PROVIDED MATERIAL:
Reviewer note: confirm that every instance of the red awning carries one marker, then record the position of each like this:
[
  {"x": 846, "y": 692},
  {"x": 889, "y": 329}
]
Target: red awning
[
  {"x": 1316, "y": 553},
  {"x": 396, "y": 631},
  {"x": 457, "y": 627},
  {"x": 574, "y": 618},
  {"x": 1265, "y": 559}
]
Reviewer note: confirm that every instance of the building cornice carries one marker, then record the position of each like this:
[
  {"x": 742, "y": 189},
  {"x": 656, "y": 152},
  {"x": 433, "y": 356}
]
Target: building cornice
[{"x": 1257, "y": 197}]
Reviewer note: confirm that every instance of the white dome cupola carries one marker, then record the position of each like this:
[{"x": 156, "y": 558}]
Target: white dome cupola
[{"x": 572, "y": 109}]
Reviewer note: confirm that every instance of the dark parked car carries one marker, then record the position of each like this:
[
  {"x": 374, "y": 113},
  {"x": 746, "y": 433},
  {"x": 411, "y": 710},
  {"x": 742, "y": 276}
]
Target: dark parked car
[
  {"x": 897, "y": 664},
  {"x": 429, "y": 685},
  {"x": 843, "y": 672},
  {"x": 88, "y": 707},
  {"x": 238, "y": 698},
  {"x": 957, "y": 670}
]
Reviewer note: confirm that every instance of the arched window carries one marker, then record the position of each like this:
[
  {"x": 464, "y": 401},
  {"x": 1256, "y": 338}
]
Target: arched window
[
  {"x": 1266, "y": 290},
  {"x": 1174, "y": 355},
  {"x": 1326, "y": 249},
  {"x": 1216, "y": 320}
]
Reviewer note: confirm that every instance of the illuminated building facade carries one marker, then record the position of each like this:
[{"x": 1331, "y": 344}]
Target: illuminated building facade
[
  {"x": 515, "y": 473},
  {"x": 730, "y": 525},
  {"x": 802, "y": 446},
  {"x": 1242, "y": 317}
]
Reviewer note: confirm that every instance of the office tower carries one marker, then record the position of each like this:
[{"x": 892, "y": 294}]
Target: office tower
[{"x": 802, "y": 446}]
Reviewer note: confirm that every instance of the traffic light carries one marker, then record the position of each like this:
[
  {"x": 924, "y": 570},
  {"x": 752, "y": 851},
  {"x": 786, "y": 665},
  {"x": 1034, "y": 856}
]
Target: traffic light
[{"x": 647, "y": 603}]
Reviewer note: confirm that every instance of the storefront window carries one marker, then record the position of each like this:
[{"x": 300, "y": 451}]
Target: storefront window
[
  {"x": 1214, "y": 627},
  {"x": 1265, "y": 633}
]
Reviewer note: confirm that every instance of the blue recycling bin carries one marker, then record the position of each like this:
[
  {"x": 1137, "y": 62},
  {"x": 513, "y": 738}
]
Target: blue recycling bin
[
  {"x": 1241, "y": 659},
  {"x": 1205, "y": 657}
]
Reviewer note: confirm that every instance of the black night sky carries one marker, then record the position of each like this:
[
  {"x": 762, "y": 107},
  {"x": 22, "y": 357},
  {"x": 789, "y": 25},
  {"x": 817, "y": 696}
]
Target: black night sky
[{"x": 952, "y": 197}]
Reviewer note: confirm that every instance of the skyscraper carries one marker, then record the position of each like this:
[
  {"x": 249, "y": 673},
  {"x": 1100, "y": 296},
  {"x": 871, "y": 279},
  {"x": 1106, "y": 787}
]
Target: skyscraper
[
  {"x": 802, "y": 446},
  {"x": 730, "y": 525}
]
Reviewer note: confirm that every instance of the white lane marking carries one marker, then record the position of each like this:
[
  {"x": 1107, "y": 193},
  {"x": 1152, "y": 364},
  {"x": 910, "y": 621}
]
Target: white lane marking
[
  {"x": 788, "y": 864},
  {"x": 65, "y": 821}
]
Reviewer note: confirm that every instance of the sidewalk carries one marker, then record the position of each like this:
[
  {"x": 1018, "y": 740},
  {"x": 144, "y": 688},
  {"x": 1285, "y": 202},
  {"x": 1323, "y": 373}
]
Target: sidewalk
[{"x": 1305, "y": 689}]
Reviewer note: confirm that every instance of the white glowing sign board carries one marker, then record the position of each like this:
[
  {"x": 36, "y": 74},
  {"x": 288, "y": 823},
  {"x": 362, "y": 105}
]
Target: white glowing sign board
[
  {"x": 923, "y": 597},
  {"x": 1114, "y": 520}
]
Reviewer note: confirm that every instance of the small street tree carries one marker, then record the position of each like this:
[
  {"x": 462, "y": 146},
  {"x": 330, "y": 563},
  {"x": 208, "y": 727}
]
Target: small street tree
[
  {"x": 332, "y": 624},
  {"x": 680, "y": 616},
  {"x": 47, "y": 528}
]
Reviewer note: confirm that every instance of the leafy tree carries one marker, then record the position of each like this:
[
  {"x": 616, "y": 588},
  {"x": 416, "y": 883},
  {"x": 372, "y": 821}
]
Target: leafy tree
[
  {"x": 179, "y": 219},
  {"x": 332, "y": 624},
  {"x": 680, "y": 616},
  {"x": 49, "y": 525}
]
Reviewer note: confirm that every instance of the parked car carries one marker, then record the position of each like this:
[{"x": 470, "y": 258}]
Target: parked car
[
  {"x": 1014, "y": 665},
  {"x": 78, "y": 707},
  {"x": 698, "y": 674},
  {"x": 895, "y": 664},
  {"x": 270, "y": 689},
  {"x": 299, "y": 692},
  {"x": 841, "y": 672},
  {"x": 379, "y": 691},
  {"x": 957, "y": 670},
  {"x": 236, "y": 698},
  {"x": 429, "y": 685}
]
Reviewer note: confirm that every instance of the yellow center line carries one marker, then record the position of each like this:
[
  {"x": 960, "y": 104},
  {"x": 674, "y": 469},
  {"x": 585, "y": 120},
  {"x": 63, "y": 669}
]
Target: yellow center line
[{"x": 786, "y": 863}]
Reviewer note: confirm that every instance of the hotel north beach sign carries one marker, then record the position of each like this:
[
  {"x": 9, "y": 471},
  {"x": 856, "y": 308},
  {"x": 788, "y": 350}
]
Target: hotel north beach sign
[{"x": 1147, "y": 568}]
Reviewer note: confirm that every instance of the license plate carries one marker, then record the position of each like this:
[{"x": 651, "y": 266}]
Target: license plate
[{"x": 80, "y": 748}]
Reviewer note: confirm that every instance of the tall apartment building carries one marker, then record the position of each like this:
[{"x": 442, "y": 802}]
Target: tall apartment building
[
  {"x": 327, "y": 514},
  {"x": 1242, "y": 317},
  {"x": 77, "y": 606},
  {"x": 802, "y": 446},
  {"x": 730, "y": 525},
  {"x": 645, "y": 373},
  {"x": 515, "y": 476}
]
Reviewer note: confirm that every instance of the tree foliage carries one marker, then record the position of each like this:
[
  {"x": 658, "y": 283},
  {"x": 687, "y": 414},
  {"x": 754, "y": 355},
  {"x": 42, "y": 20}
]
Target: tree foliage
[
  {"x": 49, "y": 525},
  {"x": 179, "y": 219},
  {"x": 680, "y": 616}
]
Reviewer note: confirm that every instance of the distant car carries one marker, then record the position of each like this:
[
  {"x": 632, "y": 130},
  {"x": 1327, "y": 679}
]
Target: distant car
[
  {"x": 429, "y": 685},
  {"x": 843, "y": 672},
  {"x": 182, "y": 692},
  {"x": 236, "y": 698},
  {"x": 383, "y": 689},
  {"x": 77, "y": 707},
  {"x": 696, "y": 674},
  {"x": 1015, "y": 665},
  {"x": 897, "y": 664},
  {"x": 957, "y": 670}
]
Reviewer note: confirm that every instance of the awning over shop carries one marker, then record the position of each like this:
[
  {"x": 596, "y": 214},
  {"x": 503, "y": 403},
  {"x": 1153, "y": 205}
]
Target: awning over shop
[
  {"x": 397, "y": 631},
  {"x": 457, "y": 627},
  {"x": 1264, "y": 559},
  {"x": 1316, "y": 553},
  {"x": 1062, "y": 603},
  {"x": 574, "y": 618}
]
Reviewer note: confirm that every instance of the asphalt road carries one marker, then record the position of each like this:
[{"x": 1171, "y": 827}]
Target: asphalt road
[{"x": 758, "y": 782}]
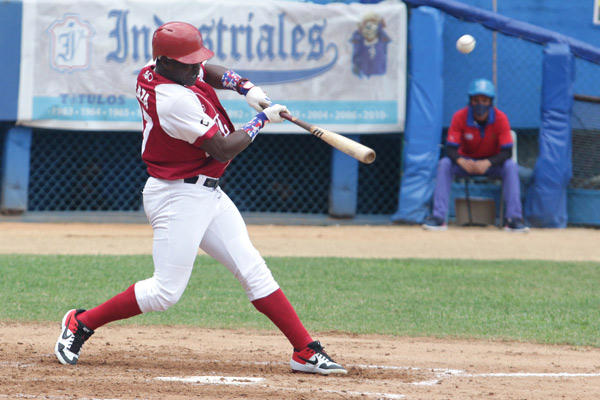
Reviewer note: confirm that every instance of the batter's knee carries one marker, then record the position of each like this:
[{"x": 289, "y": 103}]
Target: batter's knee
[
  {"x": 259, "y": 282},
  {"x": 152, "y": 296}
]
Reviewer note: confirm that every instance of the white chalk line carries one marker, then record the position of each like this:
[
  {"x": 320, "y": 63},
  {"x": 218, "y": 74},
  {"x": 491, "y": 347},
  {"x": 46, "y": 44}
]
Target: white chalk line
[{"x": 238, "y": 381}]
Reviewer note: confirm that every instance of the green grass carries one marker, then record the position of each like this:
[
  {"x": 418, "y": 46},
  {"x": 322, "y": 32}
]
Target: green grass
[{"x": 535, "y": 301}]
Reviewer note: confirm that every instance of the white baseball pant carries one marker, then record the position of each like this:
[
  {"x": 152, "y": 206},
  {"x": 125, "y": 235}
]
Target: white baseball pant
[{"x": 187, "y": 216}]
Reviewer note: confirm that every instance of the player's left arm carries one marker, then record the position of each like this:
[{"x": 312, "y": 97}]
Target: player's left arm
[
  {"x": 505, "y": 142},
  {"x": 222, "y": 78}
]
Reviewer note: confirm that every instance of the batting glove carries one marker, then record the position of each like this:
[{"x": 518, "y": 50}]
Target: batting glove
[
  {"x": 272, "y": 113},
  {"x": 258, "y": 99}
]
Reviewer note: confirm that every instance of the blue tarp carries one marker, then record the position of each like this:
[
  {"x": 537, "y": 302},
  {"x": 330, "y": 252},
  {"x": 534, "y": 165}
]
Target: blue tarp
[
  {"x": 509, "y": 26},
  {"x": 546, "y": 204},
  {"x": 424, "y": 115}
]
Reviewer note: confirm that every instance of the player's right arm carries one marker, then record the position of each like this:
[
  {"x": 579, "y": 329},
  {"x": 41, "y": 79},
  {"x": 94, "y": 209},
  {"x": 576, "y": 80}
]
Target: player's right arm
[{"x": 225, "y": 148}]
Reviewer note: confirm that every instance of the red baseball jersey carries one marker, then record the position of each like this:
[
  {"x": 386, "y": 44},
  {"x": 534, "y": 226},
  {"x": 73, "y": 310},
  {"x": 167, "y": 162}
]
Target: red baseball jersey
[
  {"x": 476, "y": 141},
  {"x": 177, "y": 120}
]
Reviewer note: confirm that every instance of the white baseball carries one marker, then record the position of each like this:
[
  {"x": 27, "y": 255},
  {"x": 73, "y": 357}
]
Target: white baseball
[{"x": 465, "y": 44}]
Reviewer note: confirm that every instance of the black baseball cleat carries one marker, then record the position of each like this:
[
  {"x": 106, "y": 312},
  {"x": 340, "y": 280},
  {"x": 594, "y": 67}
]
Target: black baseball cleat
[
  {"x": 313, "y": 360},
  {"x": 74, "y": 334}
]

WORK INSTRUCTIONS: Give the lines again, exactly as they stand, from the beginning of the data through the line with "Reviewer note: confirm that every instance of the office".

EXPECTED ANSWER:
Reviewer note: confirm that every instance of the red awning carries one marker, then record the position of each like this:
[
  {"x": 846, "y": 692},
  {"x": 889, "y": 329}
]
Target: red awning
[
  {"x": 1316, "y": 553},
  {"x": 396, "y": 631},
  {"x": 457, "y": 627},
  {"x": 574, "y": 618},
  {"x": 1265, "y": 559}
]
Reviewer note: confirm that every instance of the building cornice carries one marker, then record the position of each like this:
[
  {"x": 742, "y": 189},
  {"x": 656, "y": 152},
  {"x": 433, "y": 356}
]
Target: building cornice
[{"x": 1257, "y": 197}]
Reviewer note: confirm that every instance of the white dome cupola carries one marker, then record the position of each like this:
[{"x": 156, "y": 558}]
Target: white dome cupola
[{"x": 572, "y": 109}]
Reviewer note: confirm that every instance of the dark parked car carries one marker, then record the position of each like this:
[
  {"x": 374, "y": 113},
  {"x": 746, "y": 433},
  {"x": 411, "y": 710},
  {"x": 742, "y": 276}
]
Target: dark parked car
[
  {"x": 897, "y": 664},
  {"x": 429, "y": 685},
  {"x": 843, "y": 672},
  {"x": 88, "y": 707},
  {"x": 238, "y": 698},
  {"x": 957, "y": 670}
]
Reviewer note: confirm that every instance of the arched window carries one marker, then record the position of each like this:
[
  {"x": 464, "y": 401},
  {"x": 1256, "y": 338}
]
Target: arched window
[
  {"x": 1266, "y": 290},
  {"x": 1174, "y": 355},
  {"x": 1326, "y": 249},
  {"x": 1216, "y": 320}
]
Reviewer note: confirm that every instance of the illuminated building facade carries one marker, then record the position of each like this:
[{"x": 1331, "y": 344}]
Target: illuminated building facade
[
  {"x": 515, "y": 473},
  {"x": 730, "y": 525},
  {"x": 802, "y": 446},
  {"x": 1242, "y": 317}
]
Reviewer note: confirm that every instance of the office tower carries one marker, then record the position of each like this:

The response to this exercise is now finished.